▸ **Instructions for the task**:
Reproduce the entire captioning paper summary word for word, from its opening citation line through its final sentence.

▸ **Source**:
——————
Emma McDonnell · 2022 · Proceedings of the 24th International ACM SIGACCESS Conference on Computers and Accessibility (ASSETS '22) · doi:10.1145/3517428.3550417

Summary

This doctoral consortium paper presents a dissertation research program that reimagines how captioning technology should be designed by applying the disability justice principle of collective access — the idea that accessibility is a shared responsibility of all group members, not solely the concern of disabled individuals. Emma McDonnell, a hearing researcher at the University of Washington, argues that HCI accessibility research too often designs technology to help Deaf and disabled people navigate existing (inaccessible) social contexts, rather than designing technology that changes those contexts by engaging hearing and nondisabled people as active participants in creating access. The dissertation comprises four studies spanning different captioning contexts. The first (completed, published at CSCW 2021) interviewed 15 DHH captioning users about their experiences in small-group conversations, finding that social dynamics — such as whether hearing interlocutors adapt their behavior — profoundly shape whether captioning actually provides access. The second study (completed) used co-design sessions with mixed groups of DHH and hearing participants (13 total across 3 groups) to collaboratively design online captioning features, using a three-session protocol involving gameplay with auto-captions, group interviews, sketching, and video prototype evaluation. The third (proposed) will systematically analyze TikTok captioning practices and their impact on DHH users, examining how platform-specific factors like algorithmic censorship and user-generated caption styles affect accessibility. The fourth (proposed) will explore professional CART captioners' experiences and compare human and automatic captioning approaches.
——————
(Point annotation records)

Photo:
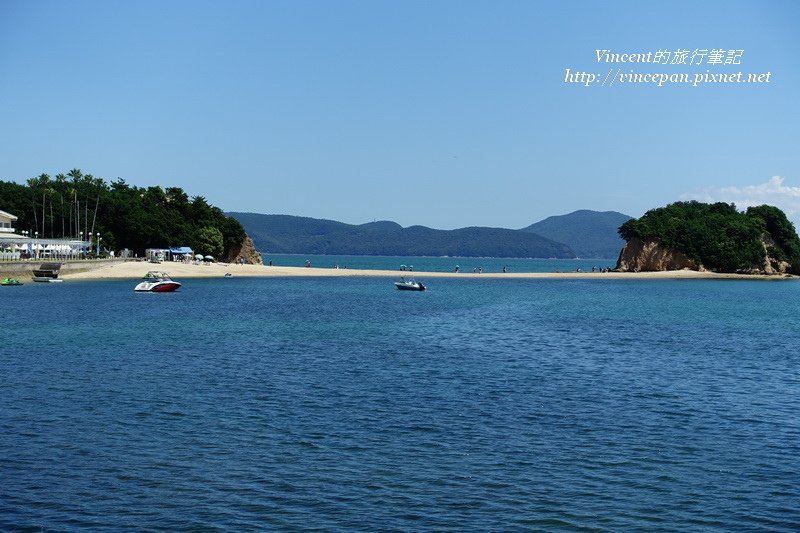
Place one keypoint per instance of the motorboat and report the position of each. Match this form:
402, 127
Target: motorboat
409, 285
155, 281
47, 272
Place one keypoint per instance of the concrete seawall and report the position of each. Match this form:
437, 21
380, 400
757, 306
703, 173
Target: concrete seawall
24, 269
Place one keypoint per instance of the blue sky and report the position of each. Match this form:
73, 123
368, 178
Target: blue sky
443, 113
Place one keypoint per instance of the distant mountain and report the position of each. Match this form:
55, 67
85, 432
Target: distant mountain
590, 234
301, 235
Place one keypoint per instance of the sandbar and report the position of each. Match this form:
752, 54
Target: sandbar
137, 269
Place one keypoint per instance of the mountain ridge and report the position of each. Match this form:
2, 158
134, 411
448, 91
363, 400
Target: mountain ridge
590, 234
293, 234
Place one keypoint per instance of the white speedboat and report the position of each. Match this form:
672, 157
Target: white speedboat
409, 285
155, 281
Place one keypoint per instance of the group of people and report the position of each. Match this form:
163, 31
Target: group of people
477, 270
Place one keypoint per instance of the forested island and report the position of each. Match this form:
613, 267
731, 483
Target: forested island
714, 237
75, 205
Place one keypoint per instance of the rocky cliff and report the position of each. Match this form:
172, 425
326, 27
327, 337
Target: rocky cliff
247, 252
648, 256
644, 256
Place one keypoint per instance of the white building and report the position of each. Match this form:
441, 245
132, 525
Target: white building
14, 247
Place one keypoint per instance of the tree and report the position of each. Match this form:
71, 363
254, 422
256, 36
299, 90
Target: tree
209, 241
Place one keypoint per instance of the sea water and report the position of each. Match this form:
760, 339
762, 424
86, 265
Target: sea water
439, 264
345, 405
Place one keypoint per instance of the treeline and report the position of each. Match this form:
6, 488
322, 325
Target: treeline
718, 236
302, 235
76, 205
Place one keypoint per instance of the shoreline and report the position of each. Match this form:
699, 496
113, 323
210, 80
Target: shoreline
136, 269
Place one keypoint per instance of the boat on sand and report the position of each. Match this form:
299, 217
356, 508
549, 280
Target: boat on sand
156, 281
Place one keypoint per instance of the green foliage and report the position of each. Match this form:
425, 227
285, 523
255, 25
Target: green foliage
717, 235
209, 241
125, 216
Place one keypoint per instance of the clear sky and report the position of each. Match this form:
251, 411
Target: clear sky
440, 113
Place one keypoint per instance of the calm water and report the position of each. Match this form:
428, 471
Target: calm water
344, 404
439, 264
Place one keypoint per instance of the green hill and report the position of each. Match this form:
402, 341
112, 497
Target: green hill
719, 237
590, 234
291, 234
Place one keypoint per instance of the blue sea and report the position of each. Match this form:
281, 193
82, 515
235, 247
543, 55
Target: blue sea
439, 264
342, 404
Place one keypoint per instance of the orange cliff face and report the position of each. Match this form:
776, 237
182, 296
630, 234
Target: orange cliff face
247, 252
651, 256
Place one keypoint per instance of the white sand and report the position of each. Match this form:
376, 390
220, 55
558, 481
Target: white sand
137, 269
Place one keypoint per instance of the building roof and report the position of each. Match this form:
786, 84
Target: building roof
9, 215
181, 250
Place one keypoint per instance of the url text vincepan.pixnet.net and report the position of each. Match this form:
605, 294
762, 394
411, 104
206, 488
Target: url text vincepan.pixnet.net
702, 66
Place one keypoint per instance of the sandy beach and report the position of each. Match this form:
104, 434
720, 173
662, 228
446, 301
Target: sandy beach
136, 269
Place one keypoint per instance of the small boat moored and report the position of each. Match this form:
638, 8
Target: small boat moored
——————
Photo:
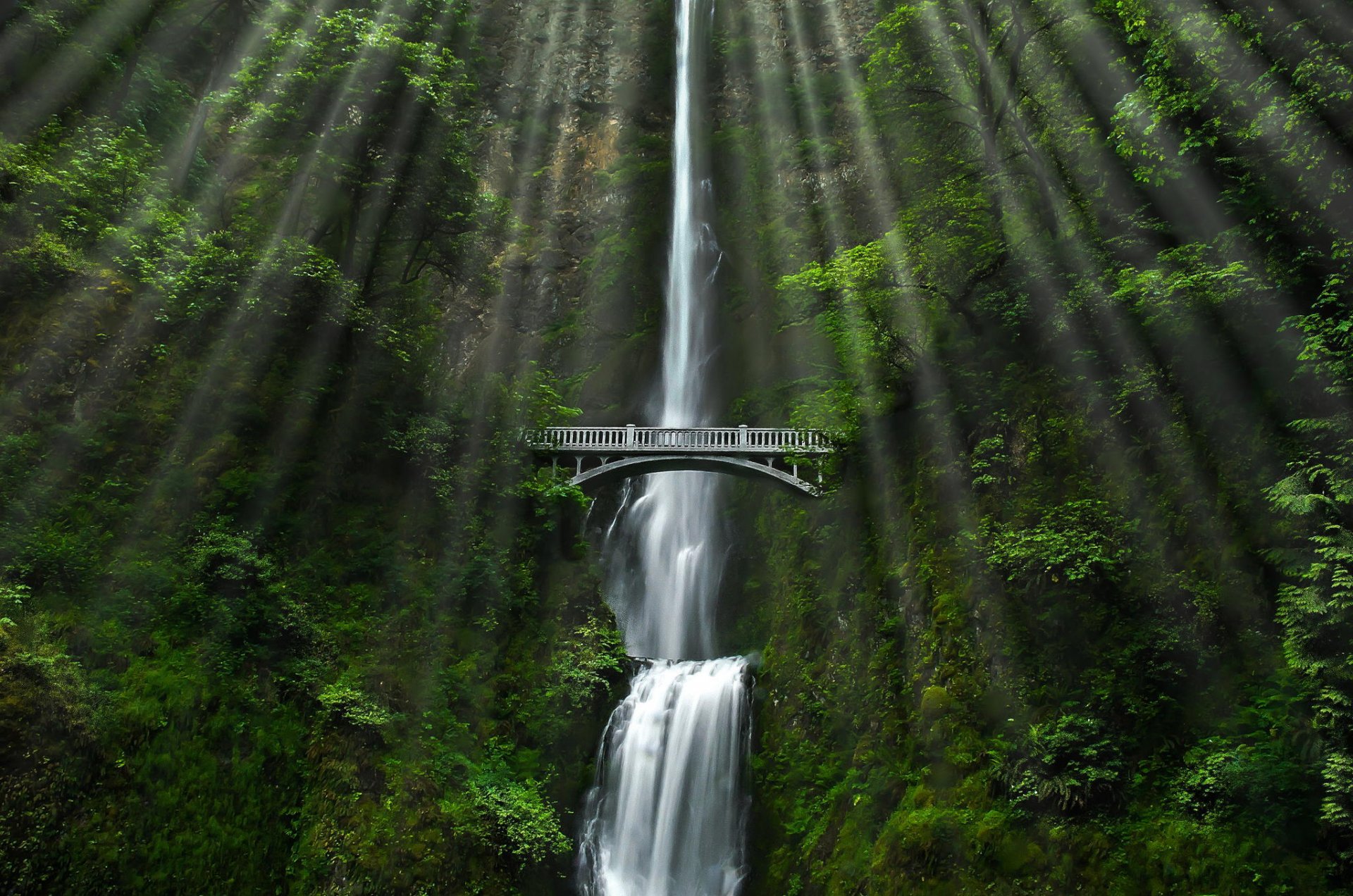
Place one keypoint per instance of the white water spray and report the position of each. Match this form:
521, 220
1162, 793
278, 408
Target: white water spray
——————
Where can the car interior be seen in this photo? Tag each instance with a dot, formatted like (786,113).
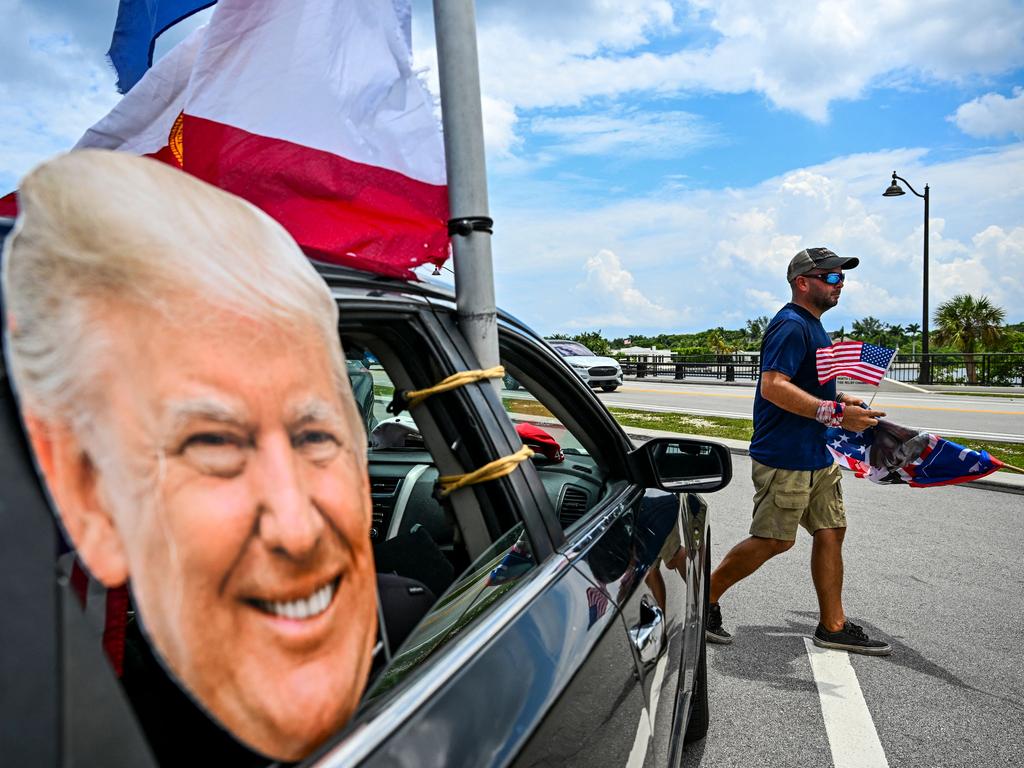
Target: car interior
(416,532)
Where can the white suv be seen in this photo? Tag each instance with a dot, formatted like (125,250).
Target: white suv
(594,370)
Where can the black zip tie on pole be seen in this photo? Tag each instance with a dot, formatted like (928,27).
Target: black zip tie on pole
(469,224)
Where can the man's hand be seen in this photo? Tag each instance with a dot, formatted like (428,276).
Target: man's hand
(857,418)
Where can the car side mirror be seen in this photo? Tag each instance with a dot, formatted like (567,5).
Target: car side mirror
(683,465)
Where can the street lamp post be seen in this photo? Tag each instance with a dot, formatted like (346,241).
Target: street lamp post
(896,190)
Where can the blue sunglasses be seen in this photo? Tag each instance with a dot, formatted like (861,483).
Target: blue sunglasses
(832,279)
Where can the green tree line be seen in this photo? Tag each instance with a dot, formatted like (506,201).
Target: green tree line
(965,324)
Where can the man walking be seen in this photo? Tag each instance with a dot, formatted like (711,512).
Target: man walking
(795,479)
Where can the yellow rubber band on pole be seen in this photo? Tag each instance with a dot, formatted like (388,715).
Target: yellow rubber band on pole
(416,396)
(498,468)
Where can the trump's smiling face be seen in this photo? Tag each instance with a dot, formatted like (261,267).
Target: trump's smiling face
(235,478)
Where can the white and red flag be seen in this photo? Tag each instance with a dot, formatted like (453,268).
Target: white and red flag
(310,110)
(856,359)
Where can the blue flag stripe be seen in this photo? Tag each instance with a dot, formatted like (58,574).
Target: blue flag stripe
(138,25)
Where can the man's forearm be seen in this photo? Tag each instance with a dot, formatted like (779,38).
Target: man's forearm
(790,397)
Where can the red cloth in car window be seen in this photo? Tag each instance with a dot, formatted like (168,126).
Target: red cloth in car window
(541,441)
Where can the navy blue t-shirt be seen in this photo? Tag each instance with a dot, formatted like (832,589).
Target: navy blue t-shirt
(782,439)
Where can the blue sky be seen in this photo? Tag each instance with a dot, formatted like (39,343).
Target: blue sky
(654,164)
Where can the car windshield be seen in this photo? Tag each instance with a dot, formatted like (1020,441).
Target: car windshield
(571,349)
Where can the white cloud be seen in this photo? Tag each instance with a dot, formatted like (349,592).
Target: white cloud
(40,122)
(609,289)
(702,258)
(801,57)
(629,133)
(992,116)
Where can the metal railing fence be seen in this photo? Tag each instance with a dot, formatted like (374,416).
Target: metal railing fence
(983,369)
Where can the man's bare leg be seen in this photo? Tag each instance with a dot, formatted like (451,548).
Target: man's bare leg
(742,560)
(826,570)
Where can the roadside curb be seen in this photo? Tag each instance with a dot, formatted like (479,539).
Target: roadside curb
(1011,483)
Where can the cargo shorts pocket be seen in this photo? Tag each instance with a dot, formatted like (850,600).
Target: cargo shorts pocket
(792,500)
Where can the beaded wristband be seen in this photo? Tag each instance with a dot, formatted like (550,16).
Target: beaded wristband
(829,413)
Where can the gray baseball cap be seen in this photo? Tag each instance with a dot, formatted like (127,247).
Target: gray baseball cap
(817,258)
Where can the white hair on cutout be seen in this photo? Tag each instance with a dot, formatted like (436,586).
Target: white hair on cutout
——————
▸ **Exercise solution**:
Emma McDonnell · 2022 · Proceedings of the 24th International ACM SIGACCESS Conference on Computers and Accessibility (ASSETS '22) · doi:10.1145/3517428.3550417

Summary

This doctoral consortium paper presents a dissertation research program that reimagines how captioning technology should be designed by applying the disability justice principle of collective access — the idea that accessibility is a shared responsibility of all group members, not solely the concern of disabled individuals. Emma McDonnell, a hearing researcher at the University of Washington, argues that HCI accessibility research too often designs technology to help Deaf and disabled people navigate existing (inaccessible) social contexts, rather than designing technology that changes those contexts by engaging hearing and nondisabled people as active participants in creating access. The dissertation comprises four studies spanning different captioning contexts. The first (completed, published at CSCW 2021) interviewed 15 DHH captioning users about their experiences in small-group conversations, finding that social dynamics — such as whether hearing interlocutors adapt their behavior — profoundly shape whether captioning actually provides access. The second study (completed) used co-design sessions with mixed groups of DHH and hearing participants (13 total across 3 groups) to collaboratively design online captioning features, using a three-session protocol involving gameplay with auto-captions, group interviews, sketching, and video prototype evaluation. The third (proposed) will systematically analyze TikTok captioning practices and their impact on DHH users, examining how platform-specific factors like algorithmic censorship and user-generated caption styles affect accessibility. The fourth (proposed) will explore professional CART captioners' experiences and compare human and automatic captioning approaches.